- _Given text_
####

So the US can only succeed, in achieving the objectives of the neo-cons, by encouraging Israel to court suicide by provoking Russia to give it such a bloody nose that its long flirtation with Jabotinsky fascism would be ended. Israel would be left with the choice of dissolving itself or of making peace with its neighbours and repairing the crimes of the Nakba. Not easy but not impossible either.
Then the US would have no more business in the middle east and its attempts to establish military domination of the globe would be ended. And everybody would be happy, especially the American people who would have been relieved of the baby minding mission from hell- looking after a megalomaniac delinquent, given to setting fire to everything it sees, starting fights with nations ten times its size and stealing everything it comes across.
They could get back to getting rich again and pursuing happiness, just like young Brett Kavanaugh always did.

Posted by: bevin | Oct 4 2018 3:07 utc | 43

40

Que? The Koumintang and Allies held West China and its access to India. Japan advanced west into Burma from Thailand only to hold their occupation of Malaysia, and no more than two brigades of Indian troops were involved in holding off the occupation of Rangoon. Churchill was otherwise occupied with Battle of Britain, where do you get 'he ordered massacre of millions of Indians' bit?

Link to official war record, please.

Posted by: Anton Worter | Oct 4 2018 3:08 utc | 44

National interests will always dictate behavior, and it will change with the passage of time.   People should not be surprised by treaty withdrawals; it's a normal part of interaction between nations.   The problem is when agenda of special interest groups masquerade as national interests.

Alpi @39:

Don't know about the "coming doom" part, but I agree with the enema suggestion.   Most governments remind me of an insect-mold infested house.   The politicians are the mold while the special interest groups are the termites.   The solution is total demolition of the house.   The tricky part is to avoid bringing down the neighborhood.

####

- _Some items_
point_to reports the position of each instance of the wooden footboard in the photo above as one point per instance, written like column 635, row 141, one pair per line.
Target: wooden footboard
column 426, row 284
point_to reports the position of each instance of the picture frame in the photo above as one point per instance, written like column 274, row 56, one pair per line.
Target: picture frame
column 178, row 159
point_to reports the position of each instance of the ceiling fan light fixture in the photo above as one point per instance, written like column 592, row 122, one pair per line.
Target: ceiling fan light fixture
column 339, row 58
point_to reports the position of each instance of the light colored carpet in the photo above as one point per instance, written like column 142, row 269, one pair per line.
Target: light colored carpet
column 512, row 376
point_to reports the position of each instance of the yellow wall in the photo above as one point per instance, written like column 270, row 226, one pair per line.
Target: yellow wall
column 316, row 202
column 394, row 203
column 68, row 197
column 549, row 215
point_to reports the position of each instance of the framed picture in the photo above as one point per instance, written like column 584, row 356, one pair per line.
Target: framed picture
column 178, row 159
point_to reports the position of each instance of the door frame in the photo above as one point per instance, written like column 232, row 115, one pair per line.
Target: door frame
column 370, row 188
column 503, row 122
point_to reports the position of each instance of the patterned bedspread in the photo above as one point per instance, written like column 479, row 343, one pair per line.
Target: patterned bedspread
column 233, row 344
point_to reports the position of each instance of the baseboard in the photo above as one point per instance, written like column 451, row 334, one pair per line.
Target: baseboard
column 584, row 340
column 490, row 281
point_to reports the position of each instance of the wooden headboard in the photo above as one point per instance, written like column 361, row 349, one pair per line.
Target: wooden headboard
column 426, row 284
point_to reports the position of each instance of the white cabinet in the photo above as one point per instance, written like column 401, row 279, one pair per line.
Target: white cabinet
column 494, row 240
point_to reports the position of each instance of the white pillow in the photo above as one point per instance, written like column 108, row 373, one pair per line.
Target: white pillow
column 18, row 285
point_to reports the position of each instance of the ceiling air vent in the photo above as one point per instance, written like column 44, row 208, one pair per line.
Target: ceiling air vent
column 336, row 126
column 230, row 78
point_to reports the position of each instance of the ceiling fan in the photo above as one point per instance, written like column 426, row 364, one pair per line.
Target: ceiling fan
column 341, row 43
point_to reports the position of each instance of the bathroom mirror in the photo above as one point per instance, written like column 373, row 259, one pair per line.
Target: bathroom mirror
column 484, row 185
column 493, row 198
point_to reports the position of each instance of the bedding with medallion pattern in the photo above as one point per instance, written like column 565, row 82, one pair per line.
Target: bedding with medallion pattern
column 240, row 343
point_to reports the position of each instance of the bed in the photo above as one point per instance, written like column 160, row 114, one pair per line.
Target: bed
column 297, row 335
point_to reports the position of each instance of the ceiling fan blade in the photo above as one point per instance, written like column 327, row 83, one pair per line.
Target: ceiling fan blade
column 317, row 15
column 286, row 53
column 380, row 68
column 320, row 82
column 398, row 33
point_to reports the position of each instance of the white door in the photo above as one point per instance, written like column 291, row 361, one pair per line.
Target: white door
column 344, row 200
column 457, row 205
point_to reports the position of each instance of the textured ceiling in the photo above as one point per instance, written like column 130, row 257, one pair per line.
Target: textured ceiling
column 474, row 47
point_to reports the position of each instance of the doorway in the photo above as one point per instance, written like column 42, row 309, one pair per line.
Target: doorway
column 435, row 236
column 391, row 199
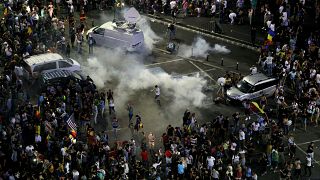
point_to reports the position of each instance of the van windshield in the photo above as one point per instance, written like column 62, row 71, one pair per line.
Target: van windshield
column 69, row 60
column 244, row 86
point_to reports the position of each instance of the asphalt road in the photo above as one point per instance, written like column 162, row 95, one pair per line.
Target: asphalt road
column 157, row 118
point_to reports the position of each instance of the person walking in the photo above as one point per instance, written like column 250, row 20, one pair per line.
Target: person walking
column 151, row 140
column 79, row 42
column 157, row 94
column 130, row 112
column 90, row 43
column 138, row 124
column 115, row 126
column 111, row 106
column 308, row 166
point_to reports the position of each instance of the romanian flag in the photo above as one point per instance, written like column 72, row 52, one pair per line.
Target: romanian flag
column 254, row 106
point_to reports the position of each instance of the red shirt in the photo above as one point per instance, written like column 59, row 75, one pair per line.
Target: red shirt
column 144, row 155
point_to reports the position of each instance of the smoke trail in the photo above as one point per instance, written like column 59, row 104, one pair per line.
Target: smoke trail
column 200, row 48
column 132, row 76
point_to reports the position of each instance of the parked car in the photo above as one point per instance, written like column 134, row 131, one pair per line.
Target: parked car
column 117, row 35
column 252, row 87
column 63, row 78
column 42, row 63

####

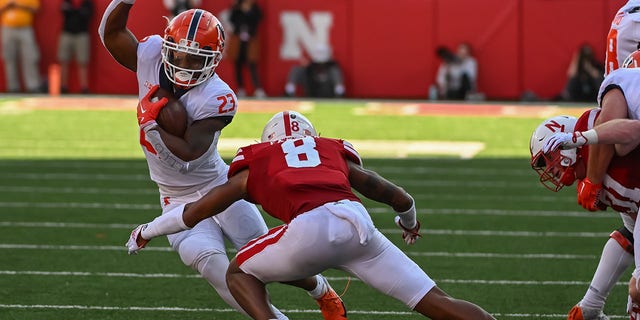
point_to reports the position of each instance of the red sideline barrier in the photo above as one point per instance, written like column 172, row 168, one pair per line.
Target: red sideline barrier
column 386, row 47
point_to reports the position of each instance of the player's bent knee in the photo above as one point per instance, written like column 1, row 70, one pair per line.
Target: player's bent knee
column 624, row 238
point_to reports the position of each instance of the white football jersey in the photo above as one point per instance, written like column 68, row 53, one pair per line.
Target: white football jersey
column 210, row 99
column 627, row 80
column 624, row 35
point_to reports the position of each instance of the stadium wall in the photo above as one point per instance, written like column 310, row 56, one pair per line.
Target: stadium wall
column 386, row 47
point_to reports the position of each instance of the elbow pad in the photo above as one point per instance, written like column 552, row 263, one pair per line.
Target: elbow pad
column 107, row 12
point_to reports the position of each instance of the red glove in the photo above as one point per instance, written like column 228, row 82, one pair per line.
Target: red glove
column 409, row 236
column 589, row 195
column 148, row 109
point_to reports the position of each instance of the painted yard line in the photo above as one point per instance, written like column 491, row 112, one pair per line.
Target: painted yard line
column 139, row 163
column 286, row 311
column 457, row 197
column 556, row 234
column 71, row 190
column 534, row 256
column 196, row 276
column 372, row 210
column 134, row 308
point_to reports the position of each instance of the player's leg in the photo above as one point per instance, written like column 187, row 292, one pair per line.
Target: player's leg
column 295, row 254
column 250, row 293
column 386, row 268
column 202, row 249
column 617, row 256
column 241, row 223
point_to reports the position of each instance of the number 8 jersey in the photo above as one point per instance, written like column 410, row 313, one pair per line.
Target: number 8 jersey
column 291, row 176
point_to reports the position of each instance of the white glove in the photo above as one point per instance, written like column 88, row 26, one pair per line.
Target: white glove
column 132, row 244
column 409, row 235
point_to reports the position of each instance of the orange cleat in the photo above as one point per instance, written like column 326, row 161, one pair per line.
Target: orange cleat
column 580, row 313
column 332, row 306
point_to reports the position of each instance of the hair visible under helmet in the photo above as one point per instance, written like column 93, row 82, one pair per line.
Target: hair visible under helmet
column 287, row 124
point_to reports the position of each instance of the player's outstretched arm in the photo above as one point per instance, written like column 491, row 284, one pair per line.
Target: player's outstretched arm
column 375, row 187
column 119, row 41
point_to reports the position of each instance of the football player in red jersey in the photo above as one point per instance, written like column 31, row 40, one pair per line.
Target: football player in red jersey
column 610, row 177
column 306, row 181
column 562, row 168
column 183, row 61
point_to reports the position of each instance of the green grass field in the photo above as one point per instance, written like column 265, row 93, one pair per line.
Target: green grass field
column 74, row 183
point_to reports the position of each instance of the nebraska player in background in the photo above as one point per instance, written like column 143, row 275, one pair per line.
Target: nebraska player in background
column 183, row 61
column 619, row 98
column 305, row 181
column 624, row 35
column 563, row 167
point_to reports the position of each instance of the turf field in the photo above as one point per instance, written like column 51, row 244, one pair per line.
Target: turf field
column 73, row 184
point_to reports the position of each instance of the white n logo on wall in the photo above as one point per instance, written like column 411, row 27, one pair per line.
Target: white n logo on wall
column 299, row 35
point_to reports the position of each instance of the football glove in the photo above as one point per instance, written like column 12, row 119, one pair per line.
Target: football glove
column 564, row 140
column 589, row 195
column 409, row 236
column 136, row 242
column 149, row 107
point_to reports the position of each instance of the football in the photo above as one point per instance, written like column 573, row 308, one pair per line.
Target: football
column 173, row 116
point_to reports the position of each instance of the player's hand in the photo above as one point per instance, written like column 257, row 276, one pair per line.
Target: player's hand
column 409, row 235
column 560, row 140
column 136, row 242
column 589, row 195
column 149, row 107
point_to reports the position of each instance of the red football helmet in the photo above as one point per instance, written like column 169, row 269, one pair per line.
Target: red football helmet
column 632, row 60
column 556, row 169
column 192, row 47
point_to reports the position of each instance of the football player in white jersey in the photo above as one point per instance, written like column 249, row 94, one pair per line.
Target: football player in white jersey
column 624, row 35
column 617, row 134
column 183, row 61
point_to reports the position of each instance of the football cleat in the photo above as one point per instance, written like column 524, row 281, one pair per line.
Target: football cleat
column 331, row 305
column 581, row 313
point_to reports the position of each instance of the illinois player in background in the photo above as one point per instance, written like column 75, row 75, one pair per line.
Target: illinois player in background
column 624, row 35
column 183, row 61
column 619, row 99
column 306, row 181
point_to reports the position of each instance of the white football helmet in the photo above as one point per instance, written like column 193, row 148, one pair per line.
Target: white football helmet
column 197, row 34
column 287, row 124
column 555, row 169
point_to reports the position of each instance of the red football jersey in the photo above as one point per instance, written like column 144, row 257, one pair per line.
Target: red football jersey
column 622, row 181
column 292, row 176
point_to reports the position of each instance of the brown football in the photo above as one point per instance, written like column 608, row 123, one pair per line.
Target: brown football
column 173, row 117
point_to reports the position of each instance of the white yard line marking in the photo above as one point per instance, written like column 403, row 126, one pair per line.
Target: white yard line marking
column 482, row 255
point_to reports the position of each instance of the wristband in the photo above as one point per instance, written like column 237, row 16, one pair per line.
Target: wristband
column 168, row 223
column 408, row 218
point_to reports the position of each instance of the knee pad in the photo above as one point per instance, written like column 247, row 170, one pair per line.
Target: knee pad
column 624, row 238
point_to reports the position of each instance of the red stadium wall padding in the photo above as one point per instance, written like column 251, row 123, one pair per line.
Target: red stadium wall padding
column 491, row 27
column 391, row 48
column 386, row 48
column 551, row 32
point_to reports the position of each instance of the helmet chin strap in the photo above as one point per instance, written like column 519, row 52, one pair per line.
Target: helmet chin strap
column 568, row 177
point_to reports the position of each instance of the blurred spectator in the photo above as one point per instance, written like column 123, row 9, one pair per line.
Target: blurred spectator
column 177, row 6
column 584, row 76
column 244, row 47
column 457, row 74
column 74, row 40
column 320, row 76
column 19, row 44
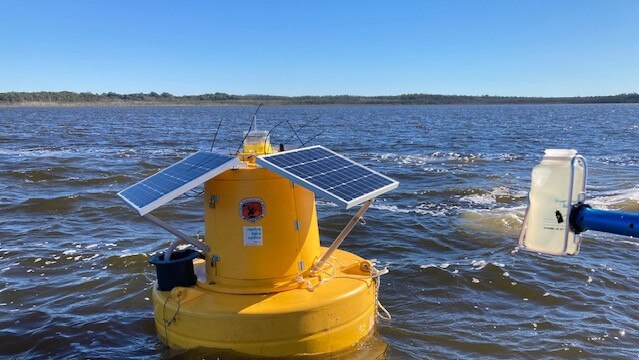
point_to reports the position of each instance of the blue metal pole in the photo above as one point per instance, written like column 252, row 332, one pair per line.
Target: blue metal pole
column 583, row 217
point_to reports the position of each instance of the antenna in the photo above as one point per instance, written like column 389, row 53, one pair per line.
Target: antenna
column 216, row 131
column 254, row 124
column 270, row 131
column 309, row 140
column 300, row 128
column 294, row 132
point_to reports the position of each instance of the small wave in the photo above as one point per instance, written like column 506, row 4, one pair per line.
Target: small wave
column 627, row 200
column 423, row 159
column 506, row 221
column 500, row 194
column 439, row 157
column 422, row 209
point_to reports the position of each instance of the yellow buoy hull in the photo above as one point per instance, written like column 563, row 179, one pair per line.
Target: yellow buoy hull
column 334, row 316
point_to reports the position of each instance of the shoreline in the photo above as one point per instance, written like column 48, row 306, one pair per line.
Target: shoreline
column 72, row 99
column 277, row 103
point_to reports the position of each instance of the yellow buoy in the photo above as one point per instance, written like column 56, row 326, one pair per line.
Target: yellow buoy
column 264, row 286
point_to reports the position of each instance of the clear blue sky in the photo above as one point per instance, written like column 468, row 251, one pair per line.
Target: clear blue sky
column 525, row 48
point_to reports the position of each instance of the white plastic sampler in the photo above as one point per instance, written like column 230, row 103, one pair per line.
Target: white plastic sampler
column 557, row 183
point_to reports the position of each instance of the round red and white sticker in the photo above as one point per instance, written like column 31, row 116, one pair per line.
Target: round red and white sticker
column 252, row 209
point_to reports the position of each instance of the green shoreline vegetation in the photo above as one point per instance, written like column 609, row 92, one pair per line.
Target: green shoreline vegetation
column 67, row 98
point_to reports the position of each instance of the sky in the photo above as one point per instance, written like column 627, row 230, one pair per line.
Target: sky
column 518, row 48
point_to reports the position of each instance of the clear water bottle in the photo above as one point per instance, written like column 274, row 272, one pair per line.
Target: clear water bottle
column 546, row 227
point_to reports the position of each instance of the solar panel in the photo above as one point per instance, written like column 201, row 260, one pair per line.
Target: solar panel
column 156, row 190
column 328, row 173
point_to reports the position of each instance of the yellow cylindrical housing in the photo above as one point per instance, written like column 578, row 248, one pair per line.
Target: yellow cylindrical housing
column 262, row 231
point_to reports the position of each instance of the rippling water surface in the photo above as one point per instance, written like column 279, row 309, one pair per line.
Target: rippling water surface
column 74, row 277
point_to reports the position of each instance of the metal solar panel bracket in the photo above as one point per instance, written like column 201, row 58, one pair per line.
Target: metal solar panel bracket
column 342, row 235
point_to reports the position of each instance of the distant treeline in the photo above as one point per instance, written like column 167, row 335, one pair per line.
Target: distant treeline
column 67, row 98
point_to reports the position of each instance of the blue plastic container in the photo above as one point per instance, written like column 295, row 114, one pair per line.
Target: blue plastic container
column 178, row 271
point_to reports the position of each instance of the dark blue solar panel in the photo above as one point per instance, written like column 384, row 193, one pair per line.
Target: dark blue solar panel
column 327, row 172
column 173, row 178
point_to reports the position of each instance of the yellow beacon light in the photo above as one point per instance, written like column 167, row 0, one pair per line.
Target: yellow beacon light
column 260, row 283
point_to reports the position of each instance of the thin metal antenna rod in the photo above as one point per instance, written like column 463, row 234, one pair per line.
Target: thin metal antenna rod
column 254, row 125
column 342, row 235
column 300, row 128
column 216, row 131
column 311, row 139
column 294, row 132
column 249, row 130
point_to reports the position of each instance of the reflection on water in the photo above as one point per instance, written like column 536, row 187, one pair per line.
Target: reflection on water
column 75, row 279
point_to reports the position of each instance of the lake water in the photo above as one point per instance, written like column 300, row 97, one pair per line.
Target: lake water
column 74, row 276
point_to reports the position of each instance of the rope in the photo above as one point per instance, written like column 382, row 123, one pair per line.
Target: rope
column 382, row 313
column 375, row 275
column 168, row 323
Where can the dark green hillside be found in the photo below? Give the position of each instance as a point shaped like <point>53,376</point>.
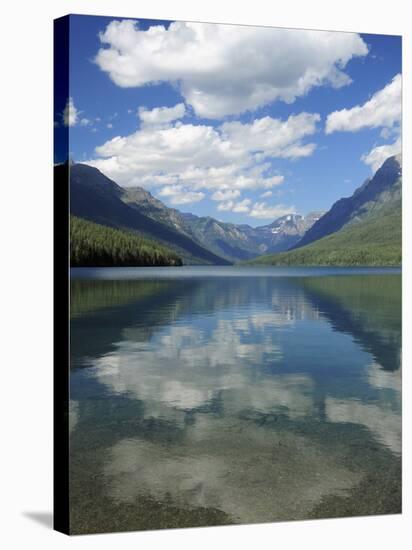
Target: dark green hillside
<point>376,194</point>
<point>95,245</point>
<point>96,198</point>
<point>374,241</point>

####

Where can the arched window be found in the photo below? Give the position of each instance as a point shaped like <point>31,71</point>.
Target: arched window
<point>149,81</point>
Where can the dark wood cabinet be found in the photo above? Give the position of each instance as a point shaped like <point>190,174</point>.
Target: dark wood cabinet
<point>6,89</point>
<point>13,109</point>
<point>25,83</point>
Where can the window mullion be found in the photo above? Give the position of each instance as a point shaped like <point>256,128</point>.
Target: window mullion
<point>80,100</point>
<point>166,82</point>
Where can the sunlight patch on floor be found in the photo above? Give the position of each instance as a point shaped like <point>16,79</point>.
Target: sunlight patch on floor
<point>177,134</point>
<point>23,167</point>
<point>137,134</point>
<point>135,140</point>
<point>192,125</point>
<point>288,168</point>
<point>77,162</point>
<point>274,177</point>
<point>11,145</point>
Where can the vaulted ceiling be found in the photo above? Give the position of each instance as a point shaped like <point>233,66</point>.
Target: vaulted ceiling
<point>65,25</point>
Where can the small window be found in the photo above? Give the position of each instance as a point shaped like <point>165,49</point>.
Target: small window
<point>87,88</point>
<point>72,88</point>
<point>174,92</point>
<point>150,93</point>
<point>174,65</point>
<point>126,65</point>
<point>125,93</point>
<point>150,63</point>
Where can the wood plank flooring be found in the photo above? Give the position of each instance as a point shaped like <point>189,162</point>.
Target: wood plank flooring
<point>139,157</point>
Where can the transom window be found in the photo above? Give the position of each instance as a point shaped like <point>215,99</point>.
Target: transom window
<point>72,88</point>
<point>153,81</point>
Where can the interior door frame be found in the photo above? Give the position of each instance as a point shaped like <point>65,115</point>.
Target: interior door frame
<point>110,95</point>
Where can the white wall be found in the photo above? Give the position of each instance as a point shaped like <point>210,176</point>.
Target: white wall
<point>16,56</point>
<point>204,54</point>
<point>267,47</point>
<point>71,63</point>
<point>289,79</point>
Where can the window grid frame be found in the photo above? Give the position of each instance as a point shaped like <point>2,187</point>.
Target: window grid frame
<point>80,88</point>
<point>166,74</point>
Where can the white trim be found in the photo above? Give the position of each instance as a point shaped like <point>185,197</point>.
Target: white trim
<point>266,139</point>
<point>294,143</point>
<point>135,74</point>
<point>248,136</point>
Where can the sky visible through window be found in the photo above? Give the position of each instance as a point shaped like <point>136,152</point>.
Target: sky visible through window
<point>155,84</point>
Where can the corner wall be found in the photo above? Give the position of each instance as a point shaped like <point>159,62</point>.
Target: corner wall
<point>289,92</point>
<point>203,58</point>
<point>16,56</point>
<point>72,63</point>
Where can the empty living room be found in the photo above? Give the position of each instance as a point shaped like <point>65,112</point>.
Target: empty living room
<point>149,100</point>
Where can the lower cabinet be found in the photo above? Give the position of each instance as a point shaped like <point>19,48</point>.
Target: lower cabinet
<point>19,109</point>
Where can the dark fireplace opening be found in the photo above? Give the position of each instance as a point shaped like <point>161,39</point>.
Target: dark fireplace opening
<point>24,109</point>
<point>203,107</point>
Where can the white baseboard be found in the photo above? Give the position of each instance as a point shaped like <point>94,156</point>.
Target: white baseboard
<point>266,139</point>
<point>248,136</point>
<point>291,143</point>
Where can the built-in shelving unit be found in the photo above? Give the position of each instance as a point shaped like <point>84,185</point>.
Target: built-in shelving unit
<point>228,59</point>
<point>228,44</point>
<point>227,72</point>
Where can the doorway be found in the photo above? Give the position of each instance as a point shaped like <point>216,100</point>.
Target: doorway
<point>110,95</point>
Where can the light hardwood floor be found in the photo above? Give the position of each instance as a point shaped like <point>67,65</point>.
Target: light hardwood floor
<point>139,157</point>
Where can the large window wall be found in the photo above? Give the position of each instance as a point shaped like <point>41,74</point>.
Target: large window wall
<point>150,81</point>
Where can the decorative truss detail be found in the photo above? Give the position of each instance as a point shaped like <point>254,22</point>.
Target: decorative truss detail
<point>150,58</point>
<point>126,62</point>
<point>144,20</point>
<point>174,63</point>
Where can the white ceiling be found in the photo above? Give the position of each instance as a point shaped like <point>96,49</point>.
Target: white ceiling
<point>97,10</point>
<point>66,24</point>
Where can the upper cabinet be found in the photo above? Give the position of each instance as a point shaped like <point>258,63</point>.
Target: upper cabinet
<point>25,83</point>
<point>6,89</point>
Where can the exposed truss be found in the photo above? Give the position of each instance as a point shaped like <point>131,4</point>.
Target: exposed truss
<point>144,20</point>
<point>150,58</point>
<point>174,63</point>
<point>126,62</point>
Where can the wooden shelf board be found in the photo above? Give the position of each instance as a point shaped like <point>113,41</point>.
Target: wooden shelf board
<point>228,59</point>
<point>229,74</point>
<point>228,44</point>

####

- _Stated exercise_
Copy the passage of the comment thread above from "Don't know about" to "down the neighborhood.", word for word.

- _Reply to the exercise_
Don't know about the "coming doom" part, but I agree with the enema suggestion.   Most governments remind me of an insect-mold infested house.   The politicians are the mold while the special interest groups are the termites.   The solution is total demolition of the house.   The tricky part is to avoid bringing down the neighborhood.